**Written exercise 1**
In the fracture mechanics discussion, how does the Griffith criterion relate strength to crack size?
**Written exercise 2**
In the listing, swap "marker" for "pin" from the line with "Where can you spot the groom's arm?" up to and including the line with "pixel 161 467", leaving all else unchanged. Give only those lines.

**Document**
----------------
1. Could you please explain more what are you trying to ask.
2. Generally, the fracture strength of steel containing crack will be lower than the steel with no crack. The stress intensity factor will play a role and will generate fracture at lower stress for steels with cracks.
1. The answer to your first question depends somewhat on how you describe the term "brittle". My doctoral supervisor, Dr. John Knott, used to describe brittle fracture in real materials as fracture, which on the scale of observation, has limited plasticity involved. It is not a well defined term though, except for ideally brittle materials which fail by breaking an atomic bond cohesively at the crack tip, as opposed to a ductile material which fails by first emitting a dislocation. This is a clean definition but real materials invariably always show some degree of plasticity (or more broadly inelasticity) prior to fracture. So for such real materials in general, we can say that small-scale yielding conditions will mean that there is less plasticity involved in the fracture process, which will certainly favor a more "brittle" mode of fracture such as cleavage. However, fracture under small-scale yielding conditions does not mean that the fracture cannot take place by a locally ductile mode, such as microvoid coalescence. Face-centered cubic metals such as aluminum, do not show a ductile-brittle transition and fail with limited plasticity at low temperatures by what is regarded as a "ductile mode" (microvoid coalescence), yet these failures are often in small-scale yielding. The bottom line is that if you can make your specimen large enough so that the plastic zone is less than roughly an order of magnitude smaller than the in-plane dimensions of crack size and the size of the uncracked ligament, your specimen will be in small-scale yielding regardless of the failure mode, which will depend on the material, microstructure and temperature, etc. So small-scale yielding will not guarantee a brittle fracture mode although the extent of plasticity must be small, specifically compared to the in-plane dimensions of your component or specimen..
2. The fracture strength will clearly depend upon the presence of defects, specifically their size, shape, location, etc. This is what the Griffith criterion is all about (the strength is inversely proportional to the square root of the crack size) and is embedded in modern fracture mechanics with a characterizing parameter such as the stress intensity factor which depends not simply on a stress but also is a function of the crack size. Will the fracture strength of steel then be lower when it contains a crack compared to the same steel with no crack? Well, provided the location of the crack is damaging, of course it will - however, you will never be able to find a piece of steel, or any other engineering material for that matter, that contains no cracks (unless perhaps if it is vanishingly small in size). All engineering materials contain cracks - it's not whether they are there or not - they're always there - it's how large they are that it important in governing the fracture strength. Ask any ceramist - they know this only too well!
----------------
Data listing
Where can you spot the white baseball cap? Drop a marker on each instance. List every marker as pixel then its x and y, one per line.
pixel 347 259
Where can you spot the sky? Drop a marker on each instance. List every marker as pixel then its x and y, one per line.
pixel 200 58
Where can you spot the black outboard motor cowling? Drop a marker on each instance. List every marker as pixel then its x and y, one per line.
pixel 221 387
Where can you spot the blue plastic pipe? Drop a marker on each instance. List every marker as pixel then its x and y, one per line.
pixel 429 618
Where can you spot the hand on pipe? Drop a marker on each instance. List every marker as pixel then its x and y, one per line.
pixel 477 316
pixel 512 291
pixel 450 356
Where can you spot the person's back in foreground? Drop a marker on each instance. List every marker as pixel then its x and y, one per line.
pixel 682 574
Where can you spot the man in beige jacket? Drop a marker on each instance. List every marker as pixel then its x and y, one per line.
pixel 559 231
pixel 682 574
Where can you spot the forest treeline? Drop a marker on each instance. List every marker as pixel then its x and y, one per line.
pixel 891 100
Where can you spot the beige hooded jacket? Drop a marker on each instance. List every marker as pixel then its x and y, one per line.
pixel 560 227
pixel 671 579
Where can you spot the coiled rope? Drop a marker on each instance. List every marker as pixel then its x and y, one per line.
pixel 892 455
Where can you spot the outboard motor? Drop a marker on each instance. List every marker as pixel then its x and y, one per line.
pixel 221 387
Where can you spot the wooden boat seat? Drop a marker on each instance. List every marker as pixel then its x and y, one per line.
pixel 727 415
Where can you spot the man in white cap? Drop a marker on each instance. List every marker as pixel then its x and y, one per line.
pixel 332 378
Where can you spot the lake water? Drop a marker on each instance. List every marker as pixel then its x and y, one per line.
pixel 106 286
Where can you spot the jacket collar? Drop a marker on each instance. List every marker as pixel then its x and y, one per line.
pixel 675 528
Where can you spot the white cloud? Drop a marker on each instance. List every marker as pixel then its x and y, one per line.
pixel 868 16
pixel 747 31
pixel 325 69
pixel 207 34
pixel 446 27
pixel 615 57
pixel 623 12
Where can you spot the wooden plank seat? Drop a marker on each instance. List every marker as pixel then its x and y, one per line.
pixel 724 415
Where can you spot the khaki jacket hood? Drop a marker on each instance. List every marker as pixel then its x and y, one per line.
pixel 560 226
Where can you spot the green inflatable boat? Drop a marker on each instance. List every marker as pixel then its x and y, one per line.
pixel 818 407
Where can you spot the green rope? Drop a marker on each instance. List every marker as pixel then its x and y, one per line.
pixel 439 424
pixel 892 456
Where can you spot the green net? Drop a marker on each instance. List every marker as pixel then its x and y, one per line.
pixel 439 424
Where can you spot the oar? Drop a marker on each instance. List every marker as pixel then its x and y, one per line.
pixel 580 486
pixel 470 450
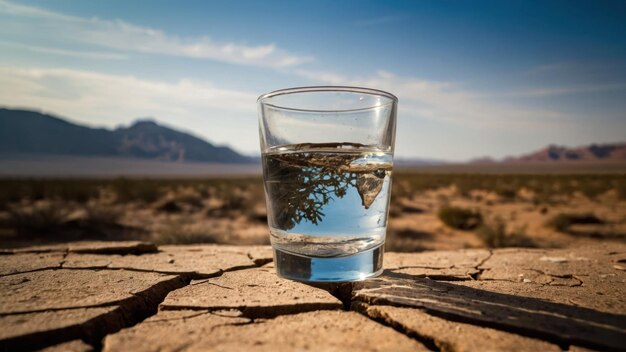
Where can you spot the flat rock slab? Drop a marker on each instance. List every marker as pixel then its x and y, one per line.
pixel 445 335
pixel 441 265
pixel 256 292
pixel 544 303
pixel 59 321
pixel 196 261
pixel 200 297
pixel 316 331
pixel 19 263
pixel 99 247
pixel 62 289
pixel 72 346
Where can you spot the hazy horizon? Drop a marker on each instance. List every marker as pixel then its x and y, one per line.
pixel 481 79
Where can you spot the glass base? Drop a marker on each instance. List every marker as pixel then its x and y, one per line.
pixel 355 267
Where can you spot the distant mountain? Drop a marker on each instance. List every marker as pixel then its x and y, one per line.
pixel 594 152
pixel 23 131
pixel 409 162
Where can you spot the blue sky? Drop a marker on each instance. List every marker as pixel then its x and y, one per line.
pixel 474 78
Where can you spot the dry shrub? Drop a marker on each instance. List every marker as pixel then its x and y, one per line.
pixel 459 218
pixel 495 235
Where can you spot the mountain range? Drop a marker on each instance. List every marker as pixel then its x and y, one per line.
pixel 31 132
pixel 593 152
pixel 35 133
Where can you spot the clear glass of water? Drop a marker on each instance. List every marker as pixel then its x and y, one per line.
pixel 327 161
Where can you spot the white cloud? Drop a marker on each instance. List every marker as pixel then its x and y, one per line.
pixel 567 90
pixel 120 35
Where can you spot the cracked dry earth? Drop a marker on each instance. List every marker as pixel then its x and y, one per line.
pixel 133 296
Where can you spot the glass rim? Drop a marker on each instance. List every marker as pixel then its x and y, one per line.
pixel 308 89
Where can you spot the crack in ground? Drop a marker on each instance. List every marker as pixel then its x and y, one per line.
pixel 384 320
pixel 129 312
pixel 477 276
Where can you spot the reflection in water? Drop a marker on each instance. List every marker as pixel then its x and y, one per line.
pixel 300 184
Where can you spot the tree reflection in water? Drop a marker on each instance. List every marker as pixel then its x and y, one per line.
pixel 301 184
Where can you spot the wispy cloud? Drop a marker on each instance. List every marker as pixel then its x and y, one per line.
pixel 120 35
pixel 443 101
pixel 567 90
pixel 89 96
pixel 97 55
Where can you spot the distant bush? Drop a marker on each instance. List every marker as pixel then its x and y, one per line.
pixel 146 191
pixel 460 218
pixel 495 235
pixel 100 215
pixel 562 221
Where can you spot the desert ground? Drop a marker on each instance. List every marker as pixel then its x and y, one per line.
pixel 429 210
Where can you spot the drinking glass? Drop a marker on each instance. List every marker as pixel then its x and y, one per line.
pixel 327 156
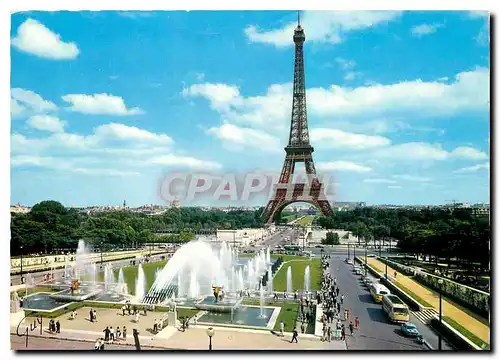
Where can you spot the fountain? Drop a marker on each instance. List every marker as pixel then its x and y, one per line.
pixel 289 287
pixel 270 280
pixel 140 284
pixel 307 279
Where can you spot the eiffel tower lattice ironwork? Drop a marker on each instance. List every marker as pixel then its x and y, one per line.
pixel 298 149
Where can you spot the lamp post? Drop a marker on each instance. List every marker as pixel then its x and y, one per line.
pixel 21 247
pixel 440 282
pixel 366 256
pixel 210 333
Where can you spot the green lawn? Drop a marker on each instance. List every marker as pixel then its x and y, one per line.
pixel 466 333
pixel 298 268
pixel 130 274
pixel 306 220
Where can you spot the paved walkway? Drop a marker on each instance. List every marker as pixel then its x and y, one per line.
pixel 195 338
pixel 450 309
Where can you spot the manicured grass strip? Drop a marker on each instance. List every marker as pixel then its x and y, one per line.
pixel 298 269
pixel 22 292
pixel 466 333
pixel 413 295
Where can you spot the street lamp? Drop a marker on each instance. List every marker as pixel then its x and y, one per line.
pixel 440 283
pixel 210 333
pixel 21 247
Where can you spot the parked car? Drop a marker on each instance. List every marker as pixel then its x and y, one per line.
pixel 409 329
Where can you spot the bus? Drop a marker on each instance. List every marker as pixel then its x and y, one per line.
pixel 377 291
pixel 395 308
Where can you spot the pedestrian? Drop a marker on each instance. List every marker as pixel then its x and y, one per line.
pixel 106 334
pixel 294 336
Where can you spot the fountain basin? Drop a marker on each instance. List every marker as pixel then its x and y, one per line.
pixel 225 306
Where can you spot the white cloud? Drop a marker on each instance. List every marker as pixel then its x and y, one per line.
pixel 333 138
pixel 115 131
pixel 379 181
pixel 407 177
pixel 470 91
pixel 465 152
pixel 104 104
pixel 16 108
pixel 34 38
pixel 184 161
pixel 46 123
pixel 424 29
pixel 24 100
pixel 245 137
pixel 474 168
pixel 322 26
pixel 342 166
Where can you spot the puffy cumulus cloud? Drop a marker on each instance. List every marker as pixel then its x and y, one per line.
pixel 115 131
pixel 322 26
pixel 414 178
pixel 469 91
pixel 346 166
pixel 465 152
pixel 104 104
pixel 271 110
pixel 22 100
pixel 424 29
pixel 184 161
pixel 46 123
pixel 117 144
pixel 333 138
pixel 36 39
pixel 471 169
pixel 241 137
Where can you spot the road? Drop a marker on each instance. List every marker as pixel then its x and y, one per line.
pixel 44 343
pixel 375 332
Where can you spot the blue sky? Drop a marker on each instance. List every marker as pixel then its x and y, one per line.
pixel 103 104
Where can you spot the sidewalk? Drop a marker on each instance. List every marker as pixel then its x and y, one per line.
pixel 475 326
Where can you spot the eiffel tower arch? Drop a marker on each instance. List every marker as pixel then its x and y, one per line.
pixel 299 149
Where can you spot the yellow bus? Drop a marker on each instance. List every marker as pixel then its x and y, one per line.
pixel 377 291
pixel 395 308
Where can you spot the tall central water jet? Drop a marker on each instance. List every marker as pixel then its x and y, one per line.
pixel 307 279
pixel 289 288
pixel 140 284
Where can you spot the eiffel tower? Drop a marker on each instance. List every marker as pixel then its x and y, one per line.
pixel 299 149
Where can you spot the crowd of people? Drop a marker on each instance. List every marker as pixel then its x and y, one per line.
pixel 332 301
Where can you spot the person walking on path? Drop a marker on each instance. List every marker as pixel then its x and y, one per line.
pixel 294 335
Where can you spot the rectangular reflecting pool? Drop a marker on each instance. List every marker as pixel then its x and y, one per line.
pixel 243 316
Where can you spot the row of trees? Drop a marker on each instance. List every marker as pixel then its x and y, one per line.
pixel 50 226
pixel 437 233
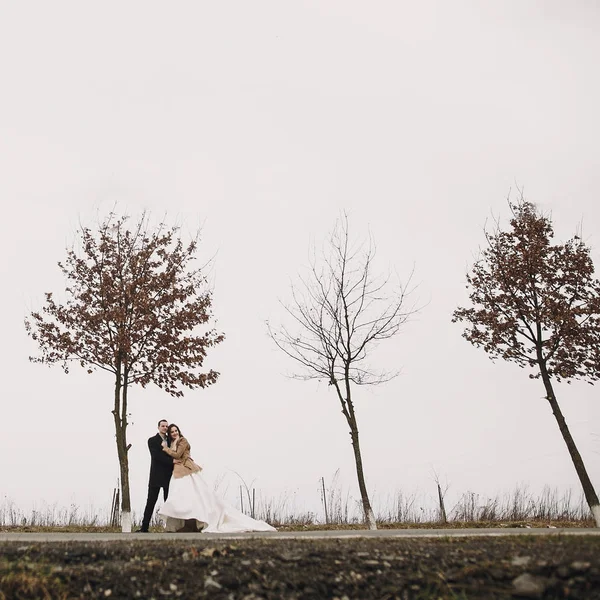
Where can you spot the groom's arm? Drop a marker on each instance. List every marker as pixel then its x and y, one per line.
pixel 155 447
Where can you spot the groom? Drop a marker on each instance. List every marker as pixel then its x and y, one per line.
pixel 161 467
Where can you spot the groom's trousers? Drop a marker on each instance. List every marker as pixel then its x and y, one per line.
pixel 153 492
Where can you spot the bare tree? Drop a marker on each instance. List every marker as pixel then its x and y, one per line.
pixel 538 304
pixel 339 313
pixel 133 308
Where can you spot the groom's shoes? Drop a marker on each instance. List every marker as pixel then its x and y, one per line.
pixel 189 527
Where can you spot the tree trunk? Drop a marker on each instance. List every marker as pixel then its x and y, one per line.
pixel 369 516
pixel 348 412
pixel 120 419
pixel 586 484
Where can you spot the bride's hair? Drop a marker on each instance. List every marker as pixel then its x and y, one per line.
pixel 173 425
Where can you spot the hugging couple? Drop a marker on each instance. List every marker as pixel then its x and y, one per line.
pixel 190 505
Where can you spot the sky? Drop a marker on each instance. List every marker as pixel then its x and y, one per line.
pixel 260 123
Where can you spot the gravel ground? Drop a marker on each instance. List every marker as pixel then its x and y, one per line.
pixel 355 568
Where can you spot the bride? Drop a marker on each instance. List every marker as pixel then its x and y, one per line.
pixel 191 504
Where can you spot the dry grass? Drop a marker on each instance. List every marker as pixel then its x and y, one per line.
pixel 519 508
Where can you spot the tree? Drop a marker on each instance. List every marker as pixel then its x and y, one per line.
pixel 537 303
pixel 133 307
pixel 340 313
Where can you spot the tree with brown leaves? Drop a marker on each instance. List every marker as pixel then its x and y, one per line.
pixel 537 303
pixel 133 308
pixel 340 313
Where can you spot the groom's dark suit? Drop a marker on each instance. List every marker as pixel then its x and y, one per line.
pixel 161 468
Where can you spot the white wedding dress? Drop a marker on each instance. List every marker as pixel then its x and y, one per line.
pixel 191 498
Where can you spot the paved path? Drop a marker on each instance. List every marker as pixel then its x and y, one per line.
pixel 280 535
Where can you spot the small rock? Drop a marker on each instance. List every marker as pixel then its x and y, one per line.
pixel 563 571
pixel 210 583
pixel 529 586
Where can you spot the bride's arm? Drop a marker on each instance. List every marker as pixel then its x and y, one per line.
pixel 179 450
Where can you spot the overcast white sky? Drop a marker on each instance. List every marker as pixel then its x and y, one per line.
pixel 262 121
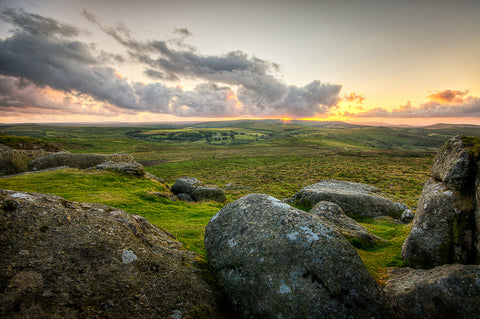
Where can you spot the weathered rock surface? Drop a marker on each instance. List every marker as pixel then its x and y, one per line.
pixel 443 228
pixel 333 216
pixel 355 199
pixel 209 193
pixel 275 261
pixel 13 161
pixel 477 215
pixel 452 165
pixel 128 168
pixel 407 216
pixel 191 189
pixel 185 185
pixel 449 291
pixel 62 259
pixel 81 161
pixel 446 226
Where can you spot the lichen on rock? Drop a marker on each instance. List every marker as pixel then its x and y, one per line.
pixel 63 259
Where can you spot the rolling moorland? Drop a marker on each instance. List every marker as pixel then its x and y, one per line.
pixel 273 157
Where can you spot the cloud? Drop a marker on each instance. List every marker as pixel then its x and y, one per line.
pixel 43 66
pixel 447 103
pixel 354 97
pixel 448 97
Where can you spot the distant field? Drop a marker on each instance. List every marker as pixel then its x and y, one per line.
pixel 243 157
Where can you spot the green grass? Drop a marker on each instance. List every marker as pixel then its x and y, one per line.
pixel 379 259
pixel 186 221
pixel 264 157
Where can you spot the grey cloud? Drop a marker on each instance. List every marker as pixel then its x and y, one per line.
pixel 43 53
pixel 36 24
pixel 252 75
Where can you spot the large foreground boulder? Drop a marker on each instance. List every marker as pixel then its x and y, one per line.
pixel 443 228
pixel 62 259
pixel 332 215
pixel 355 199
pixel 81 161
pixel 449 291
pixel 275 261
pixel 446 226
pixel 452 165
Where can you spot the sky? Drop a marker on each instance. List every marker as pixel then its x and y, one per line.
pixel 397 62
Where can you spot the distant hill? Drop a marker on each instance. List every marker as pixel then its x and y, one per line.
pixel 443 126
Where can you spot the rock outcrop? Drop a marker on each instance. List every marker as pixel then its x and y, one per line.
pixel 62 259
pixel 444 230
pixel 275 261
pixel 354 198
pixel 127 168
pixel 191 189
pixel 332 215
pixel 81 161
pixel 13 161
pixel 449 291
pixel 209 193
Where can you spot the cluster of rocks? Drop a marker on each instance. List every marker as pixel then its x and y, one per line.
pixel 62 259
pixel 14 161
pixel 271 260
pixel 355 199
pixel 191 189
pixel 81 161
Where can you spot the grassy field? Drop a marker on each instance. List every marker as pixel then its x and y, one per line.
pixel 262 157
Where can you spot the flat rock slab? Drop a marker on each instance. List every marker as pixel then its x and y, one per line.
pixel 127 168
pixel 81 161
pixel 332 214
pixel 355 199
pixel 449 291
pixel 62 259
----------------
**Exercise answer 1**
Strength is inversely proportional to the square root of the crack size.

**Exercise answer 2**
Where can you spot the groom's arm? Drop a pin on each instance. List every pin as pixel then its x and y, one per line.
pixel 155 447
Where can you spot the groom? Drop a pin on each instance. List every pin as pixel then its x and y, one per line.
pixel 161 467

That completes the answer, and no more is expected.